◆ **Items from a dataset**:

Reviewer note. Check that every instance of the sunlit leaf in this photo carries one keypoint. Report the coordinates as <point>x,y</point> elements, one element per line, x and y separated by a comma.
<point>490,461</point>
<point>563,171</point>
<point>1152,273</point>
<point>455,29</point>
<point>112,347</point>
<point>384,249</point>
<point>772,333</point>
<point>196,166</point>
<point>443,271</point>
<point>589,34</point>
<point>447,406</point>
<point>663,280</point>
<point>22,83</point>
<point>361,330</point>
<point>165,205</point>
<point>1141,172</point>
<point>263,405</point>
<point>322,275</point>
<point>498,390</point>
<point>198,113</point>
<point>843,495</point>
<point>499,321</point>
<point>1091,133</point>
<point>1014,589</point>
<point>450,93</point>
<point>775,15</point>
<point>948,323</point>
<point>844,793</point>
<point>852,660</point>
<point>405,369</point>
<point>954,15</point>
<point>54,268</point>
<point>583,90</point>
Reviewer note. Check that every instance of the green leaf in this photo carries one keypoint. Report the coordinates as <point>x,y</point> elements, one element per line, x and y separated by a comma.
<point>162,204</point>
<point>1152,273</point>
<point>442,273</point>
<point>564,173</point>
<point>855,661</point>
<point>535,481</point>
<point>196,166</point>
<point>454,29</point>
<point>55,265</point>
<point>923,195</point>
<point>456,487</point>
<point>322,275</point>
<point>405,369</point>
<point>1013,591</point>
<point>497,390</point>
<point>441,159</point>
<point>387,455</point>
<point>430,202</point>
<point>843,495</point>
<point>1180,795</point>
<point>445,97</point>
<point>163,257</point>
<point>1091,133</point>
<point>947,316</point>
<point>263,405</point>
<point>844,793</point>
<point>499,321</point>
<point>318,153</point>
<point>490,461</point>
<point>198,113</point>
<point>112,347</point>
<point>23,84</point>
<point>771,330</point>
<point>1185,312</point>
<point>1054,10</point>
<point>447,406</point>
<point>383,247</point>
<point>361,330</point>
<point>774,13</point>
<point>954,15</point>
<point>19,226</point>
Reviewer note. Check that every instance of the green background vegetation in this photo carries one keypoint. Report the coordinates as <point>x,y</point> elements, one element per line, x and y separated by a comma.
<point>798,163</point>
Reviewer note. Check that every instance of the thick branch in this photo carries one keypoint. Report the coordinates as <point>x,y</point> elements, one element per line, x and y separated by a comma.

◆ **Problem description**:
Reproduce the listing above in full, substituting "Annotator note" for every occurrence of "Reviewer note" and leaving everything else unchanged.

◆ **Response**:
Annotator note. Check that every instance of the sunlit leaf in this photo carries one keypoint. Report the coordinates as <point>x,y</point> elements, one element per line, x and y separated by a comma.
<point>490,461</point>
<point>563,171</point>
<point>1152,273</point>
<point>455,29</point>
<point>112,347</point>
<point>384,249</point>
<point>772,333</point>
<point>196,166</point>
<point>443,271</point>
<point>589,34</point>
<point>447,406</point>
<point>663,280</point>
<point>22,83</point>
<point>361,330</point>
<point>165,205</point>
<point>1141,172</point>
<point>263,405</point>
<point>322,275</point>
<point>498,390</point>
<point>198,113</point>
<point>843,495</point>
<point>499,321</point>
<point>1091,133</point>
<point>1014,589</point>
<point>450,93</point>
<point>775,15</point>
<point>948,323</point>
<point>844,793</point>
<point>852,660</point>
<point>405,369</point>
<point>954,15</point>
<point>54,268</point>
<point>583,90</point>
Annotator note. Check that every instance of the green leaf in this photo carries one keypoint. Report the coordinates as <point>x,y</point> elements, one element per line, x and y separated by a comma.
<point>162,204</point>
<point>1152,273</point>
<point>442,273</point>
<point>564,173</point>
<point>855,661</point>
<point>535,481</point>
<point>196,166</point>
<point>454,29</point>
<point>55,265</point>
<point>923,195</point>
<point>456,487</point>
<point>322,275</point>
<point>405,369</point>
<point>1013,591</point>
<point>497,390</point>
<point>441,159</point>
<point>387,455</point>
<point>430,202</point>
<point>843,495</point>
<point>1180,795</point>
<point>445,97</point>
<point>163,257</point>
<point>1091,133</point>
<point>947,316</point>
<point>263,405</point>
<point>844,793</point>
<point>499,321</point>
<point>318,153</point>
<point>490,461</point>
<point>198,113</point>
<point>112,347</point>
<point>23,84</point>
<point>771,330</point>
<point>1185,312</point>
<point>1054,10</point>
<point>447,406</point>
<point>383,247</point>
<point>361,330</point>
<point>774,13</point>
<point>954,15</point>
<point>19,226</point>
Annotator note. Check that every instance of the green background vegetation in this photo carries one keypoint. Report the coordinates as <point>x,y</point> elements, one element per line, x and y separated by a comma.
<point>798,163</point>
Annotator note. Check that every instance of the thick branch in this photo carries one keypoint. Report the coordinates as <point>x,y</point> elements, one element per line, x and y separated by a comma.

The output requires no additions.